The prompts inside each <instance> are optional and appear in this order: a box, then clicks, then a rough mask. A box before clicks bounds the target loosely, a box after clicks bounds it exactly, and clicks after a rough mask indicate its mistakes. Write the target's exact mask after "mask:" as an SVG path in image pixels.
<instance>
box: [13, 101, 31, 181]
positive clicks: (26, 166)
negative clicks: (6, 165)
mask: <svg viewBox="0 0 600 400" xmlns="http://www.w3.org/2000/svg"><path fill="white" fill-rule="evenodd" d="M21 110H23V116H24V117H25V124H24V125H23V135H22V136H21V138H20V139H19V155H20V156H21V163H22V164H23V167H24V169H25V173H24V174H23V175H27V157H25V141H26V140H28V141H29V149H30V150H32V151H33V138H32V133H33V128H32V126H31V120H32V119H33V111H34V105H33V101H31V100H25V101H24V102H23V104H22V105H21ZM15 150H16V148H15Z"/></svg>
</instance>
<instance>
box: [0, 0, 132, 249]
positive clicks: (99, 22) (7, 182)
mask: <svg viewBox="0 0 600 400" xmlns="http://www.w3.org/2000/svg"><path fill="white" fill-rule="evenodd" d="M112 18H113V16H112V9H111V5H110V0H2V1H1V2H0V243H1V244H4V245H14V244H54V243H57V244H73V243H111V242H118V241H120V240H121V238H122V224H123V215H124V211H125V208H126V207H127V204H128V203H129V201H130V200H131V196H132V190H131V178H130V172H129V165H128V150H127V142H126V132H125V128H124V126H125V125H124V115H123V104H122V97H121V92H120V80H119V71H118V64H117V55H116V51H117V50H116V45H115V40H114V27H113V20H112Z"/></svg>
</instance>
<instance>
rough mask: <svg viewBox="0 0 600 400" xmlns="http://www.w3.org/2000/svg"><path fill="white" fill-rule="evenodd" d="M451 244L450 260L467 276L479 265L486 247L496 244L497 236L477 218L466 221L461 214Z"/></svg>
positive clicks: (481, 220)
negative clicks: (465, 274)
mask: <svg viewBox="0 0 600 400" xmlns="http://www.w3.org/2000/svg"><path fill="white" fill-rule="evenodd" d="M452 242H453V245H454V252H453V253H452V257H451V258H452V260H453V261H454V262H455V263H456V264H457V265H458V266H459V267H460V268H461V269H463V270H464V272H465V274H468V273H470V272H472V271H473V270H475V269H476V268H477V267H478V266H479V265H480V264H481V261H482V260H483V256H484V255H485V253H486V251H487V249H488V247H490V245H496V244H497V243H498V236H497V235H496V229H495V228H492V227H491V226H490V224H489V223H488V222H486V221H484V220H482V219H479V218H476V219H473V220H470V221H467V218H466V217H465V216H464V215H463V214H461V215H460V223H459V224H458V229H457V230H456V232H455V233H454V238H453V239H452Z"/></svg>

##############################

## EXERCISE
Up to and including the line that holds "positive clicks: (481, 220)", reproduce the records above exactly from their first line, and give nothing else.

## WRITTEN REPLY
The prompts inside each <instance> are optional and appear in this order: a box, then clicks, then a rough mask. A box before clicks bounds the target loosely, a box after clicks bounds it exactly, and clicks after a rough mask indicate its mistakes. Write the target's exact mask after "mask:" as an SVG path in image pixels.
<instance>
box: [13, 101, 31, 181]
positive clicks: (26, 166)
negative clicks: (6, 165)
mask: <svg viewBox="0 0 600 400" xmlns="http://www.w3.org/2000/svg"><path fill="white" fill-rule="evenodd" d="M21 110H23V116H24V117H25V124H24V125H23V135H22V136H21V138H20V139H19V155H20V156H21V163H22V164H23V167H24V169H25V173H24V174H23V175H27V157H25V141H26V140H28V141H29V149H30V150H32V151H33V138H32V133H33V128H32V126H31V120H32V119H33V111H34V105H33V101H31V100H25V101H24V102H23V104H22V105H21ZM15 150H16V148H15Z"/></svg>
</instance>
<instance>
box: [0, 0, 132, 249]
positive clicks: (99, 22) (7, 182)
mask: <svg viewBox="0 0 600 400" xmlns="http://www.w3.org/2000/svg"><path fill="white" fill-rule="evenodd" d="M112 18H113V16H112V9H111V5H110V0H2V1H1V2H0V243H1V244H4V245H14V244H54V243H57V244H73V243H111V242H118V241H120V240H121V238H122V224H123V215H124V211H125V208H126V207H127V204H128V203H129V201H130V200H131V196H132V190H131V178H130V172H129V165H128V150H127V142H126V132H125V128H124V126H125V125H124V115H123V104H122V97H121V92H120V80H119V71H118V64H117V55H116V51H117V50H116V45H115V40H114V27H113V20H112Z"/></svg>
</instance>
<instance>
rough mask: <svg viewBox="0 0 600 400" xmlns="http://www.w3.org/2000/svg"><path fill="white" fill-rule="evenodd" d="M451 244L450 260L467 276L479 265L486 247L496 244L497 236L477 218L466 221L461 214Z"/></svg>
positive clicks: (481, 220)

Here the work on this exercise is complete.